● **Problems to work on**
A - Print the part of the NHS contact tracing app article from "Huawei and some" to "and Samsung phones.".
B - According to the NHS contact tracing app article, why do Android phones ask for permission to use location services when running the app? Answer in one to three sentences.
C - Answer these questions using the NHS contact tracing app article:
(i) Which radio station did Dr Geraint Lewis speak to?
(ii) How much of his phone's battery did Dr Lewis say the app used?
(iii) How many people had downloaded the app so far, according to Dr Lewis?

Huawei and some older mobile phones cannot run the NHS contact tracing app being trialled on the Isle of Wight, NHSX has admitted.
Dr Geraint Lewis, who is in charge of the development of the NHS Covid-19 app, said that the new tool will only work with newer operating systems on Apple and Samsung phones.
Speaking to BBC Radio Solent, he said phones needed to have the capability of running Bluetooth Low Energy (BLE) and to be running either Apple ios 11 upwards or Android 8 upwards.
Several listeners had contacted the radio station to say that the app, which is being piloted on the island before being rolled out nationwide, was not working on older devices.
"Where the Isle of Wight goes, Britain follows" said Health Secretary, Matt Hancock
This morning a series of government videos are released about the contact tracing #NHSApp being released on the Isle of Wight
— BBC Radio Solent (@BBCRadioSolent) May 7, 2020
Dr Lewis said: "There are three reasons why the app might not work on a particular smart phone, it's either the development team has not got around to supporting that particular phone.
"The second reason is if the phone itself doesn't have this thing called Bluetooth Low Energy in it, certain older phones don't have BLE and that's the piece of technology we use to measure distance between phones.
"The third reason is the operating system, we currently support ios version 11 and upwards and Android version 8 and upwards, so if you can update the operating system that should hopefully help."
Another listener complained that the app drained the battery on their phone but Dr Lewis said that it had been designed to be low energy and only used 1% of battery on his phone and asked for people with problems to give their feedback to NHSX.
Dr Lewis explained that Android phones request permission to use location services because the system bundles it together with bluetooth permissions and he had written to Google to point out that this was "confusing".
He added: "It is not a tracking app, it doesn't know geographically where you are, all it is measuring is the distance between your phone and somebody else's."
Explaining how the app works, he said: "If you download the app, it starts taking anonymous measurements of how far away you are from other app users and it stores that information anonymously on your phone.
"If later on you develop symptoms of coronavirus, either fever or continuous new cough, then you can choose to send that information to the NHS, then we will notify anonymously those people you have been in close contact with and then arrange for a virology swab test delivered to your door in a few hours.
"The system is there to protect the whole community, so if sufficient numbers of people download and use the app everyone will be protected regardless of whether they themselves have a phone that is compatible."
He added: "The huge advantage of an app over more traditional forms of contact tracing, is that you can almost industrialise the process, it's able to send notifications very rapidly to people very soon after they have developed these symptoms which is the time when they are at their most infectious."
Dr Lewis said that 55,000 people had downloaded the app so far but it was not possible to say that all of those were on the Isle of Wight.

● **Data extracts**
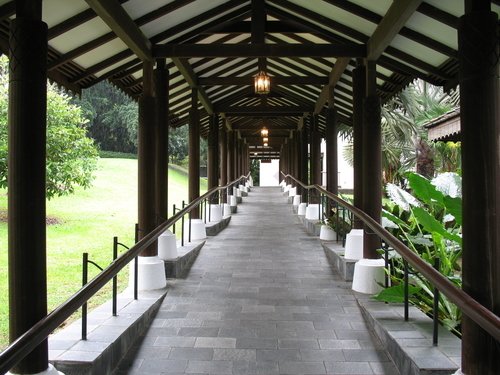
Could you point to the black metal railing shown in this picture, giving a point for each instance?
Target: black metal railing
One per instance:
(483, 317)
(28, 341)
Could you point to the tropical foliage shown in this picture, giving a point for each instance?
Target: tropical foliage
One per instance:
(404, 139)
(429, 222)
(71, 155)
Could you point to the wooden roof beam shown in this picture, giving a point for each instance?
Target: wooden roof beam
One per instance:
(190, 76)
(113, 14)
(259, 50)
(333, 78)
(275, 80)
(394, 20)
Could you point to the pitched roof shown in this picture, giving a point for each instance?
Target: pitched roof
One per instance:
(218, 45)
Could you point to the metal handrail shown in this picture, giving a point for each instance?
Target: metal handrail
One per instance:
(25, 343)
(485, 318)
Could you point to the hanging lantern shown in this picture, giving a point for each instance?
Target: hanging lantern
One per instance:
(262, 83)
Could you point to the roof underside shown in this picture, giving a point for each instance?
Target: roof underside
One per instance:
(304, 45)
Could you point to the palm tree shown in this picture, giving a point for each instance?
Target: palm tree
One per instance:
(404, 139)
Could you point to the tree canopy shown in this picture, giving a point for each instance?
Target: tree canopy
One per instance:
(71, 155)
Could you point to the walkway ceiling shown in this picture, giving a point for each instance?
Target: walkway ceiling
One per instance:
(307, 46)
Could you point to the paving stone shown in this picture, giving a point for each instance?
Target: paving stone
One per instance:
(210, 367)
(215, 342)
(256, 302)
(289, 367)
(354, 368)
(201, 354)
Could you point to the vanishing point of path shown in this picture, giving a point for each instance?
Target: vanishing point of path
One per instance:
(261, 298)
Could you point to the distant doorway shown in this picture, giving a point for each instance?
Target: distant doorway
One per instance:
(269, 173)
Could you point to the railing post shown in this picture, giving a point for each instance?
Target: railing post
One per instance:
(182, 226)
(115, 278)
(173, 211)
(435, 308)
(85, 258)
(136, 265)
(405, 266)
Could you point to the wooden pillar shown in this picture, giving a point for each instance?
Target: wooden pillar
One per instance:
(372, 161)
(332, 179)
(213, 152)
(146, 153)
(161, 95)
(479, 117)
(26, 183)
(315, 152)
(304, 158)
(223, 158)
(231, 156)
(194, 152)
(359, 90)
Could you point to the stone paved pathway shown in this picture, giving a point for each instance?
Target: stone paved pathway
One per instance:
(260, 299)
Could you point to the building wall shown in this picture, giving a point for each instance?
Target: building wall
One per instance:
(269, 173)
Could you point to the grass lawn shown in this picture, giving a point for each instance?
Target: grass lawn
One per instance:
(87, 222)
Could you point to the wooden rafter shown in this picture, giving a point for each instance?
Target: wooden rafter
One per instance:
(394, 20)
(258, 50)
(118, 20)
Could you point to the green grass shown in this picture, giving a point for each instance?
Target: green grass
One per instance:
(87, 222)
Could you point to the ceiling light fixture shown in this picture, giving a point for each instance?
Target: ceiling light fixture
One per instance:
(262, 83)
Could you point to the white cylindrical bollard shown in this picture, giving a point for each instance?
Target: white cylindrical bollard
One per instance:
(232, 201)
(296, 200)
(215, 212)
(327, 234)
(167, 246)
(312, 212)
(302, 209)
(354, 244)
(226, 210)
(198, 231)
(150, 275)
(368, 275)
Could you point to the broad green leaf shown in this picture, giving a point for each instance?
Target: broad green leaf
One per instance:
(424, 190)
(394, 218)
(395, 293)
(454, 207)
(402, 198)
(431, 225)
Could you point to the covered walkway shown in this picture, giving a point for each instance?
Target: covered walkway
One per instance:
(260, 299)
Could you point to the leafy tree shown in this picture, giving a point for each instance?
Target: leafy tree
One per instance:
(112, 117)
(71, 155)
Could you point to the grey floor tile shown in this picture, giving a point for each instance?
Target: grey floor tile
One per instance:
(289, 367)
(265, 302)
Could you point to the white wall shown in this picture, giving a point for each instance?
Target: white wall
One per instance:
(269, 173)
(346, 173)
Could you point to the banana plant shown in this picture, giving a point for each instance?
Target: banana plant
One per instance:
(428, 219)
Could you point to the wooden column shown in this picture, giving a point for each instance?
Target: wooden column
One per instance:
(359, 90)
(372, 161)
(26, 183)
(332, 179)
(146, 153)
(213, 153)
(304, 158)
(480, 119)
(161, 95)
(223, 159)
(194, 152)
(231, 156)
(315, 177)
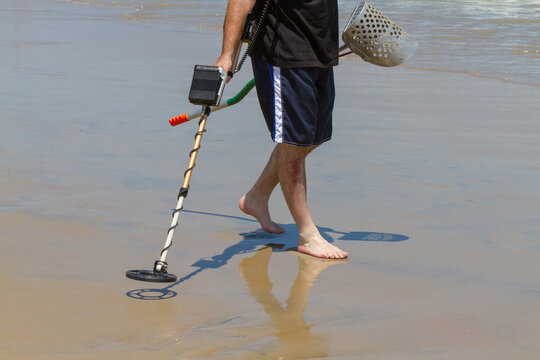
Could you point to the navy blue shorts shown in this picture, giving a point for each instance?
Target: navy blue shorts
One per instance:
(297, 103)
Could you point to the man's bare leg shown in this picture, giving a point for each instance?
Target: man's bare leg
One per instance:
(291, 167)
(287, 167)
(255, 202)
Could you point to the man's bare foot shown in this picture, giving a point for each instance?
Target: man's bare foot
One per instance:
(316, 245)
(259, 210)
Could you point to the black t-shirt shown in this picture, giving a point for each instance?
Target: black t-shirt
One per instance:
(298, 33)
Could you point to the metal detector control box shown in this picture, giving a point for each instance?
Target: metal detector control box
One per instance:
(207, 85)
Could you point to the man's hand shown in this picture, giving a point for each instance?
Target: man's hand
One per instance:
(233, 27)
(226, 63)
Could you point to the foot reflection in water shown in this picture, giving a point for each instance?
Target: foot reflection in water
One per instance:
(293, 333)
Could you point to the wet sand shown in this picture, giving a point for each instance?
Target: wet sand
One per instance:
(430, 183)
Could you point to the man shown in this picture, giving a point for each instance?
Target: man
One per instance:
(292, 60)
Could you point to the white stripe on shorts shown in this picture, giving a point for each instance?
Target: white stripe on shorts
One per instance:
(278, 111)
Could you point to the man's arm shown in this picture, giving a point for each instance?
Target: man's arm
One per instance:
(233, 27)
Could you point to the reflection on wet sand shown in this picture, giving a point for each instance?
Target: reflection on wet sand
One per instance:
(293, 333)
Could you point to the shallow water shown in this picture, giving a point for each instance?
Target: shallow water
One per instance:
(430, 183)
(493, 38)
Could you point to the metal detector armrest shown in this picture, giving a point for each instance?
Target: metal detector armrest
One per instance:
(207, 85)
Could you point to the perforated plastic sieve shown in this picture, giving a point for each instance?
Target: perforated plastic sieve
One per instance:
(376, 38)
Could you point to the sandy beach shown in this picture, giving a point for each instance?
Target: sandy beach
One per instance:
(430, 183)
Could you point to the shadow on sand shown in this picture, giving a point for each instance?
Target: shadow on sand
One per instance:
(253, 241)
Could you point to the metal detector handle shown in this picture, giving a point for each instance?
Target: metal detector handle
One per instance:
(177, 120)
(161, 264)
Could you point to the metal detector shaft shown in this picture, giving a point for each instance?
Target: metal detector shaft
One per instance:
(161, 264)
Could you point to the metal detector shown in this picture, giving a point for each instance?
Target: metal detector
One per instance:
(368, 33)
(206, 90)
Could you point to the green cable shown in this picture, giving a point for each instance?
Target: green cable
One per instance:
(241, 94)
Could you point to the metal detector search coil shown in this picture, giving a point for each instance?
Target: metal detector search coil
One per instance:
(376, 38)
(207, 85)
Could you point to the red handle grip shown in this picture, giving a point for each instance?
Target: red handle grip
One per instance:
(177, 120)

● **List of answers**
A -
Huawei and some older mobile phones cannot run the NHS contact tracing app being trialled on the Isle of Wight, NHSX has admitted.
Dr Geraint Lewis, who is in charge of the development of the NHS Covid-19 app, said that the new tool will only work with newer operating systems on Apple and Samsung phones.

B - Android phones ask for location permission because the Android system bundles location services together with Bluetooth permissions. Dr Lewis said the app does not track where a user is geographically. It measures only the distance between one phone and another, and he wrote to Google to say the bundling was "confusing."

C -
(i) BBC Radio Solent
(ii) 1%
(iii) 55,000